- _Extract to read_
* START *
Overnight, the release notes for Tesla’s next FSD Beta software update made their way to the internet. In the post shared by @WholeMarsBlog, there’s a lot of great detail provided in these bullet points.
The official build number for FSD Beta v10.11 is 2022.4.5.15 and should be one of the final releases before the big FSD Beta V11 update that moves the programming to a single stack, allowing the highway and city street autonomy to run on the same code base, predominantly made up of AI, rather than hand-crafted code.
The update is due today for US customers, while new Canada customers who have completed a week of safety score, should also get it shortly. Originally the US release was scheduled for Tuesday and Canada for this weekend. Now the US release has been delayed till this weekend (a few hours left), its not clear if the release for Canada will now be at the same time of the US, or also delayed by a few days.
Regardless of when Canada get the FSD Beta release, expanding to a country outside the US is a really big step for the program and the world will watch closely to see how long region-specific differences can be accommodated.
Now for the detail on the release notes.
Upgraded modeling of lane geometry from dense rasters (“bag of points”) to an autoregressive decoder that directly predicts and connects “vector space” lanes point by point using a transformer neural network.
This enables us to predict crossing lanes, allows computationally cheaper and less error prone post-processing, and paves the way for predicting many other signals and their relationships jointly and end-to-end.
This item suggests Tesla is making a really big move in the vision system, moving to a neural network to determine lane geometry. ArcGIS is a Geospatial service that actually has a great visualisation of what Tesla is talking about with this ‘bag of points’ reference.
When the raw camera data is fed into the system, Autopilot and FSD make a determination about the environment it sees and therefore applies a confidence (or inference) level to that determination. The goal here is to change the interpretation and prediction techniques to improve the confidence in that assessment, so the car can make the right decision more often.
While Tesla does a great job of tracking lanes where you have white lines on both sides, there can be issues where lane markings are missing or where lane widths change significantly, like roads that go from single lanes to multiple lanes. There can often be turning lanes which also mean the lane lines are not present and the system needs to determine which lane to be in.
To add complexity to this, you have the curvature of the road, so naturally, the smoothest experience for your passengers would be to minimise the deviation from the current trajectory, but if that’s actually incorrect based on road rules, determined by a turning lane marking on the road that’s gets visualised late, it could force the path planning system to make a rapid adjustment to your trajectory.
If Tesla is able to accurately and rapidly transform the road ahead from the camera inputs, to a vector space, then we can imagine their path and route planning can occur just as well as it does in a video game. Video games work in the vector space and are then transformed into raster, so consider something like the route a safety car would take around a circuit. Video games are able to do this without issue and Tesla is hoping to do the same, but rather than the output is a digital one, FSD converts that into commands for the vehicle control system to execute.
All of this should improve the feeling of being in the vehicle and have a much smoother experience, fewer errors and get us closer to reliable automation in a Tesla.
* END *
- _Data listing_
* START *
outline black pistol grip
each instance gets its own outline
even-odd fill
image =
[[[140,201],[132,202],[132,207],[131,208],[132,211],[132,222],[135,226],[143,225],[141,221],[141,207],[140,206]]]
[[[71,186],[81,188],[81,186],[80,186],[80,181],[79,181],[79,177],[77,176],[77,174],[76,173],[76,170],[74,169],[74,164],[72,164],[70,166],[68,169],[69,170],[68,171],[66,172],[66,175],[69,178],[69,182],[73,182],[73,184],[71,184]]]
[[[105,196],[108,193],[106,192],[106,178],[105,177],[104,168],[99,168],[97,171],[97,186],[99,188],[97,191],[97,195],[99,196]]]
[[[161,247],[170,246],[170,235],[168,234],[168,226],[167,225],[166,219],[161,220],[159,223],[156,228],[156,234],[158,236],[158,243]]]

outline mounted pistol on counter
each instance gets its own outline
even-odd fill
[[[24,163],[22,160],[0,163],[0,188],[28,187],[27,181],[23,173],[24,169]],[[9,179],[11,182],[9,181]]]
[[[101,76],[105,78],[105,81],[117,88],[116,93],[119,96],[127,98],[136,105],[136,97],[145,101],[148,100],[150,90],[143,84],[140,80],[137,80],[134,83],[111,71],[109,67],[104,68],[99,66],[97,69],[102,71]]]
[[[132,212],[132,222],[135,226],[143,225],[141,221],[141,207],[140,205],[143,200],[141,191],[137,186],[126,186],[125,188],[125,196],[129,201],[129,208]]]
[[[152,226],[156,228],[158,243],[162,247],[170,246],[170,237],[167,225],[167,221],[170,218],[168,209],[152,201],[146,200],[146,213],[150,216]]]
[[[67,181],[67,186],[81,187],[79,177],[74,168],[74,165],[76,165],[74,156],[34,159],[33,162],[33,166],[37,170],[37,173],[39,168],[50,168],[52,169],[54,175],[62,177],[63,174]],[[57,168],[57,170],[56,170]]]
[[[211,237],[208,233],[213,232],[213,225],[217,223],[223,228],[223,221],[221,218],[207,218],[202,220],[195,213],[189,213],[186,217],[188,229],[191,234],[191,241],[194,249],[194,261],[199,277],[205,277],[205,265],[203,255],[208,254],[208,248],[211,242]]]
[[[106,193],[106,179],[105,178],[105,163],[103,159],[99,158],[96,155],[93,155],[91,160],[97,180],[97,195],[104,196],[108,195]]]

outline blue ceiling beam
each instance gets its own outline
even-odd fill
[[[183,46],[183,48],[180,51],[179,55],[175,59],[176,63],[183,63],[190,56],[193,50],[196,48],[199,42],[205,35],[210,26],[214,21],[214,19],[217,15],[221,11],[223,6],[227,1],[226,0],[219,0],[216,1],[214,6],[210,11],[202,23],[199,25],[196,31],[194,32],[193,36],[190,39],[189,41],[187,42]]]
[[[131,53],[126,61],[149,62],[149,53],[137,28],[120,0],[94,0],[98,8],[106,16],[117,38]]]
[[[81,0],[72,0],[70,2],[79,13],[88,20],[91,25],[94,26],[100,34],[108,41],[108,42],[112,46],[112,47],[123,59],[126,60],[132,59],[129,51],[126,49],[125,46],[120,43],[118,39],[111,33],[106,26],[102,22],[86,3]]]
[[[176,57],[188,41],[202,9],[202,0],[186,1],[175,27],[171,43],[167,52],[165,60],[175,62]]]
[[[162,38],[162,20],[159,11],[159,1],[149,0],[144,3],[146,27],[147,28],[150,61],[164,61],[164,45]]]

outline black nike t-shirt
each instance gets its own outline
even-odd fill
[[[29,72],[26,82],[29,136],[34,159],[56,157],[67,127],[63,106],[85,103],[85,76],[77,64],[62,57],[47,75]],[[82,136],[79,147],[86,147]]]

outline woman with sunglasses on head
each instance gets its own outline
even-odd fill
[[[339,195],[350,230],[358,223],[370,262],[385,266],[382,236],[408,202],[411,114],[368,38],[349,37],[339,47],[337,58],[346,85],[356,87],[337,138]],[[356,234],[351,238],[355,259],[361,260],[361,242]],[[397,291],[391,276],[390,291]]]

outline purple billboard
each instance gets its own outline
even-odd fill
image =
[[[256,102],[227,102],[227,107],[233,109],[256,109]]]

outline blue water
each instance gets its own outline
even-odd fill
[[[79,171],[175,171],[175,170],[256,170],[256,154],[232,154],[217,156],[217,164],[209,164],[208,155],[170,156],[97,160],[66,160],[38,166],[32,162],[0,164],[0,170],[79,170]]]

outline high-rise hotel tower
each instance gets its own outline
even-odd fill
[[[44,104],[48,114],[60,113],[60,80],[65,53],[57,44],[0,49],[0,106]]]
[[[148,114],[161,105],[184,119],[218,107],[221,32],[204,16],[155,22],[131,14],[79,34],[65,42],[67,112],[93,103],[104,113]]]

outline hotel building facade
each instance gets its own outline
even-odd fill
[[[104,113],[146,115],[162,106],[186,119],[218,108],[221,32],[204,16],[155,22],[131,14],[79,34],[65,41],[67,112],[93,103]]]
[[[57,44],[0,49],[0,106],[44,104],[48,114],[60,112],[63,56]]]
* END *
- _What to do_
Reproduce the stretch of the FSD Beta article from "This enables us" through "jointly and end-to-end.", substituting "merging lanes" for "crossing lanes".

- _Result of the exercise_
This enables us to predict merging lanes, allows computationally cheaper and less error prone post-processing, and paves the way for predicting many other signals and their relationships jointly and end-to-end.